● Page excerpt
^^^^^^^^

I’m currently sitting at my favorite cafe, Soul Cake, and I am not eavesdropping, but the boisterous ladies opposite me are making it difficult for me to not hear what they are saying.
Their conversation and comments have made me breathe a sigh of relief that I have traveled for so long and have learned what a gift it is to not be stuck in your own opinion and so closed off to others.
They are ranting at what “stupid morons” people are who don’t immunize their children for fear of autism.
This was something Craig and I discussed and feared a little when it came time to immunize Kalyra. There is the research out there that does indicate this can be a reality, but there is also the research that is contrary to that fact.
It’s a tough decision to make and we ended up immunizing Kalrya, but I worried about it a lot. Maybe I could have decided to risk her getting chicken pox instead of autism.
I don’t think that would have made me a stupid moron, just someone who thinks in a different way, and who wants to make the best choice for my daughter and what I feel comfortable with.
I am open enough to look at alternatives, to look at different opinions and then make a decision.
I don’t believe that I know everything, nor do I believe that doctors, or medical researchers, or alternative therapists do also.
Defending our Identity Doesn’t Allow us to Evolve
It has really gotten me thinking about how some people become so staunch in their opinions of something, even to the point of abusing someone else because of it and allowing relationships to fall apart.
I am sure that if I had not traveled I probably would be clinging just as tightly to my beliefs and opinions, through absolute terror that if I was somehow proven wrong it would mean the end of my identity and my world.
I know what I believe, but I also know that this can so easily change.
I am so happy to allow myself the freedom to do that. What worked for me yesterday or five years ago, may not anymore because I evolve and change.

^^^^^^^^

Referring expression data
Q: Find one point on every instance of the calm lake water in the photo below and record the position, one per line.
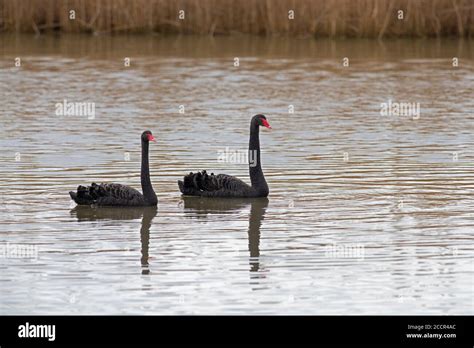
(367, 214)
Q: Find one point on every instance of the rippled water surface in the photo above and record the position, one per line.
(367, 214)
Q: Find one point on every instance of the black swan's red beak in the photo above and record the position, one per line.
(266, 124)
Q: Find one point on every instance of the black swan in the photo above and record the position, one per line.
(117, 194)
(222, 185)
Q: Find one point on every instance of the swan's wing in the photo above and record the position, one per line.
(203, 184)
(106, 194)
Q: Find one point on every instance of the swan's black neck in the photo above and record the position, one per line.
(255, 165)
(148, 192)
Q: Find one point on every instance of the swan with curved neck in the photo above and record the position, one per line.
(108, 194)
(223, 185)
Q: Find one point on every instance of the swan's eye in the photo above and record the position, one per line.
(265, 123)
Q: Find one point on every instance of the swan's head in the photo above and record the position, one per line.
(261, 120)
(147, 136)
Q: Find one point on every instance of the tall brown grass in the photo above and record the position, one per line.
(351, 18)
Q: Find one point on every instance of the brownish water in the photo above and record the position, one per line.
(367, 214)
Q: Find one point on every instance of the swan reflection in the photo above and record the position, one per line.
(86, 213)
(204, 206)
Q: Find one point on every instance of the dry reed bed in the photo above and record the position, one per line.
(331, 18)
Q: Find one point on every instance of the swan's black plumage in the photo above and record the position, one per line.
(223, 185)
(117, 194)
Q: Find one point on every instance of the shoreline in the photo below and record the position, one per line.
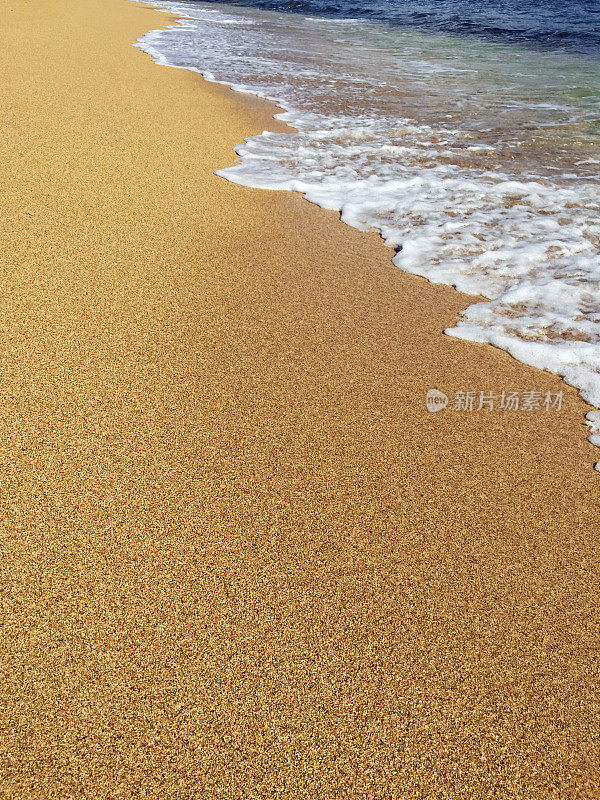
(465, 327)
(240, 556)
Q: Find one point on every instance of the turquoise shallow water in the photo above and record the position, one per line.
(477, 160)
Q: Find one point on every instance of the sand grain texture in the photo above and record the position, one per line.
(239, 559)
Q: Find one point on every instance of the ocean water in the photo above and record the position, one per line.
(467, 134)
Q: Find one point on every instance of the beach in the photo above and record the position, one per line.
(240, 557)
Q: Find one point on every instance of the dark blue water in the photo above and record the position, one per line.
(570, 25)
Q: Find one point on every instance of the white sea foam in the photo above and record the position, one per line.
(483, 191)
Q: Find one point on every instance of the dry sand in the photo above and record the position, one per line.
(239, 558)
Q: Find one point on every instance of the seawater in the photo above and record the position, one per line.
(476, 158)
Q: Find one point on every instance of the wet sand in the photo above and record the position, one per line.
(239, 557)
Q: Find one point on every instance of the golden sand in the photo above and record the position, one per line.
(239, 557)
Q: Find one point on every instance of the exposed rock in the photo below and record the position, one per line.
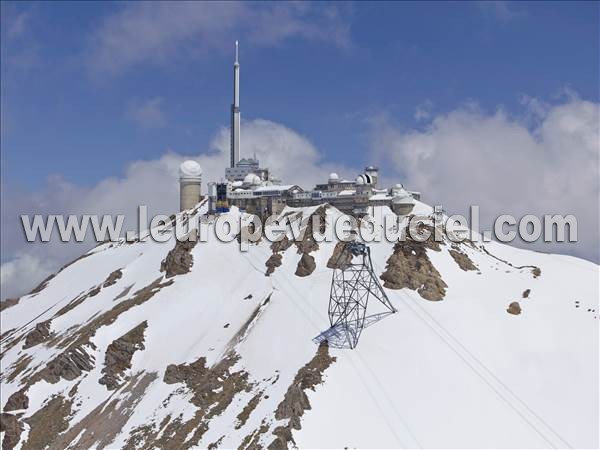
(243, 416)
(295, 400)
(47, 423)
(118, 356)
(40, 287)
(123, 293)
(463, 261)
(514, 308)
(179, 260)
(12, 429)
(274, 260)
(102, 425)
(308, 243)
(16, 401)
(39, 334)
(17, 367)
(281, 245)
(306, 265)
(113, 278)
(75, 359)
(410, 267)
(68, 365)
(340, 257)
(7, 303)
(251, 441)
(213, 390)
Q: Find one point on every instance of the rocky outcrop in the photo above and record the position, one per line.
(75, 359)
(40, 287)
(69, 364)
(113, 277)
(16, 401)
(277, 247)
(306, 265)
(47, 423)
(340, 257)
(273, 262)
(39, 334)
(213, 389)
(410, 267)
(514, 308)
(463, 261)
(12, 429)
(100, 427)
(118, 356)
(295, 400)
(179, 260)
(7, 303)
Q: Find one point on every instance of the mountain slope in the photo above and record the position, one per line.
(113, 352)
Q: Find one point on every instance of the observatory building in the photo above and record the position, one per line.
(255, 190)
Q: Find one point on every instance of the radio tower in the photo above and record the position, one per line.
(235, 111)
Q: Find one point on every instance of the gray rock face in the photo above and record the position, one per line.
(514, 308)
(18, 400)
(179, 260)
(306, 265)
(118, 356)
(39, 334)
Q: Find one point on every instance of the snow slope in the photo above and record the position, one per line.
(460, 372)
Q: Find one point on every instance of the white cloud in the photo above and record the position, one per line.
(423, 110)
(152, 183)
(161, 32)
(148, 114)
(545, 162)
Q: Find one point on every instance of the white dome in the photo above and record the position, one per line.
(190, 169)
(251, 179)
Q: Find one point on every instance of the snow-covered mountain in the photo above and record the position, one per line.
(164, 345)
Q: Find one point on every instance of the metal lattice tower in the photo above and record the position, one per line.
(352, 284)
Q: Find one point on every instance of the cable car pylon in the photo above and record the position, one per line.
(352, 284)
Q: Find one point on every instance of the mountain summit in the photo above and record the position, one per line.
(196, 344)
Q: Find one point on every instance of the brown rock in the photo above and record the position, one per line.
(463, 261)
(273, 262)
(410, 267)
(39, 334)
(7, 303)
(179, 260)
(118, 356)
(16, 401)
(295, 400)
(340, 257)
(112, 278)
(306, 265)
(12, 429)
(514, 308)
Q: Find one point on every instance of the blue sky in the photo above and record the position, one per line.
(60, 116)
(488, 103)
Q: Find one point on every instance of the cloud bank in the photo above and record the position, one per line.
(161, 32)
(545, 161)
(153, 183)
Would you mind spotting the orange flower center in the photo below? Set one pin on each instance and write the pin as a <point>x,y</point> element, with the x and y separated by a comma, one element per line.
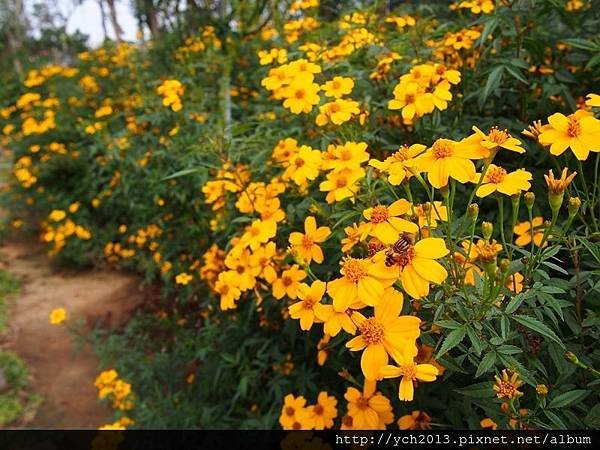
<point>335,107</point>
<point>362,403</point>
<point>574,127</point>
<point>498,136</point>
<point>379,214</point>
<point>409,371</point>
<point>496,175</point>
<point>506,389</point>
<point>307,241</point>
<point>372,331</point>
<point>346,154</point>
<point>354,269</point>
<point>442,149</point>
<point>402,154</point>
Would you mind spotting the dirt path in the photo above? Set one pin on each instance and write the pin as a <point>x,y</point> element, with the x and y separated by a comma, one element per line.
<point>63,377</point>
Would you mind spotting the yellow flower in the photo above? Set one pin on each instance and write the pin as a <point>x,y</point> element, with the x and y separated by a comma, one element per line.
<point>524,232</point>
<point>557,186</point>
<point>579,131</point>
<point>448,159</point>
<point>507,386</point>
<point>294,414</point>
<point>416,420</point>
<point>369,410</point>
<point>259,232</point>
<point>58,316</point>
<point>415,265</point>
<point>383,333</point>
<point>411,99</point>
<point>409,371</point>
<point>337,112</point>
<point>304,166</point>
<point>495,140</point>
<point>496,179</point>
<point>226,287</point>
<point>399,166</point>
<point>289,283</point>
<point>183,278</point>
<point>593,100</point>
<point>309,307</point>
<point>336,321</point>
<point>324,411</point>
<point>341,184</point>
<point>301,95</point>
<point>361,280</point>
<point>385,224</point>
<point>307,244</point>
<point>57,215</point>
<point>338,87</point>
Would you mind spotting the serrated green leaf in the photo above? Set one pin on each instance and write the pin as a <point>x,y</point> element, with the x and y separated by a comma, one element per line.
<point>454,338</point>
<point>538,327</point>
<point>568,398</point>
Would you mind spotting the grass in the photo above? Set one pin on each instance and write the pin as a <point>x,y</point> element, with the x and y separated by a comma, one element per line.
<point>8,287</point>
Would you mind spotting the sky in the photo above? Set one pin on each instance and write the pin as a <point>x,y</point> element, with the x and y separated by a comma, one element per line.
<point>87,18</point>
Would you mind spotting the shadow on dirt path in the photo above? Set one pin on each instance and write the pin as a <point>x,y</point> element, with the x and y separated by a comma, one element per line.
<point>61,375</point>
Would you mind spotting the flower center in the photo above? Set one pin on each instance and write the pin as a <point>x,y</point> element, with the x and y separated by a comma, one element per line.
<point>574,127</point>
<point>506,389</point>
<point>496,175</point>
<point>307,241</point>
<point>354,269</point>
<point>362,403</point>
<point>402,154</point>
<point>372,331</point>
<point>379,214</point>
<point>442,149</point>
<point>409,371</point>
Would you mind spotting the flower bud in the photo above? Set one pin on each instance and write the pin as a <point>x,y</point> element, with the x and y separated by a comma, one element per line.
<point>504,266</point>
<point>574,205</point>
<point>473,211</point>
<point>529,199</point>
<point>487,228</point>
<point>541,390</point>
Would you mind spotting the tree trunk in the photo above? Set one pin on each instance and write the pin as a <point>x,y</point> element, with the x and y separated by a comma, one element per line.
<point>103,18</point>
<point>113,20</point>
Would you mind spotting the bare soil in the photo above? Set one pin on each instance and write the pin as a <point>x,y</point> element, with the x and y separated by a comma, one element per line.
<point>63,375</point>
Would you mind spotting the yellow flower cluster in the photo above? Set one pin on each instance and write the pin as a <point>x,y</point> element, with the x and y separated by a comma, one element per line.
<point>171,91</point>
<point>109,385</point>
<point>424,88</point>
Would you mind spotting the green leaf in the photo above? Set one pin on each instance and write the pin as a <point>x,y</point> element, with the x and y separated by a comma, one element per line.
<point>492,83</point>
<point>514,304</point>
<point>582,44</point>
<point>486,364</point>
<point>452,340</point>
<point>568,398</point>
<point>538,327</point>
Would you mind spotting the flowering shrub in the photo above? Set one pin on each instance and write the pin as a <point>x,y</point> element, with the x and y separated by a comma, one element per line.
<point>386,214</point>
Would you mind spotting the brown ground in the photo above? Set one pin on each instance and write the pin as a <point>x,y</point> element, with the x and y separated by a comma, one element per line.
<point>61,375</point>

^^^^^^^^

● Parts of the exercise
1) In the post about immunization, what is the name of the writer's favorite cafe?
2) Repeat the post about immunization from "Defending our Identity" to "to fall apart.".
3) How would you render this sentence from the post about immunization in Spanish: "I know what I believe, but I also know that this can so easily change."

● Answers by item number
1) Soul Cake

2)
Defending our Identity Doesn’t Allow us to Evolve
It has really gotten me thinking about how some people become so staunch in their opinions of something, even to the point of abusing someone else because of it and allowing relationships to fall apart.

3) Sé lo que creo, pero también sé que esto puede cambiar con mucha facilidad.